§ GOAL OF THE EXERCISE
Although the entries contain pictures, repeat only their words, exactly as written.

Start of Block

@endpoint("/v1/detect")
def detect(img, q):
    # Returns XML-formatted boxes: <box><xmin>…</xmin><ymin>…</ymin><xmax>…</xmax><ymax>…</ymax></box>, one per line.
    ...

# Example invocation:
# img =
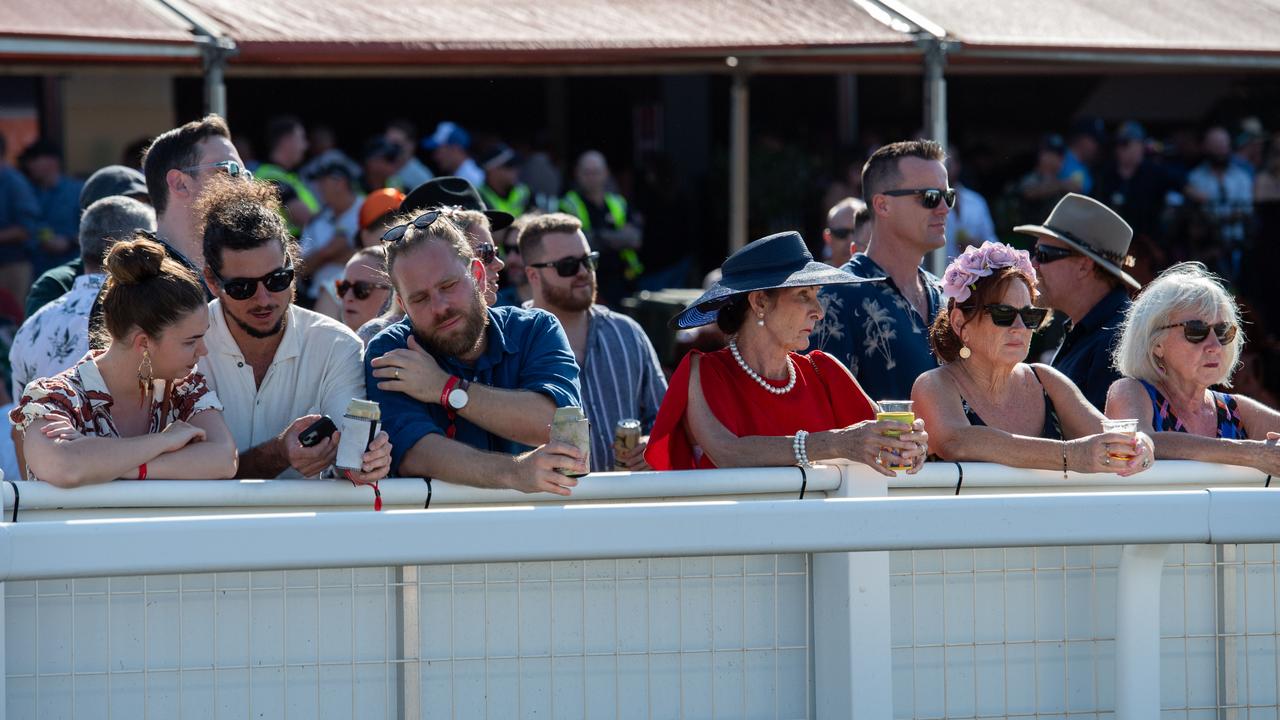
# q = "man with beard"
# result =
<box><xmin>521</xmin><ymin>213</ymin><xmax>666</xmax><ymax>471</ymax></box>
<box><xmin>365</xmin><ymin>209</ymin><xmax>584</xmax><ymax>494</ymax></box>
<box><xmin>196</xmin><ymin>176</ymin><xmax>392</xmax><ymax>480</ymax></box>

End of Block

§ WRITTEN ANSWER
@endpoint("/v1/detect")
def detect(img, q):
    # Returns XML-formatted boxes: <box><xmin>…</xmin><ymin>…</ymin><xmax>…</xmax><ymax>…</ymax></box>, one per line.
    ...

# Example invocation:
# img =
# q = "man with beard"
# result =
<box><xmin>521</xmin><ymin>213</ymin><xmax>666</xmax><ymax>471</ymax></box>
<box><xmin>365</xmin><ymin>209</ymin><xmax>584</xmax><ymax>494</ymax></box>
<box><xmin>196</xmin><ymin>176</ymin><xmax>392</xmax><ymax>480</ymax></box>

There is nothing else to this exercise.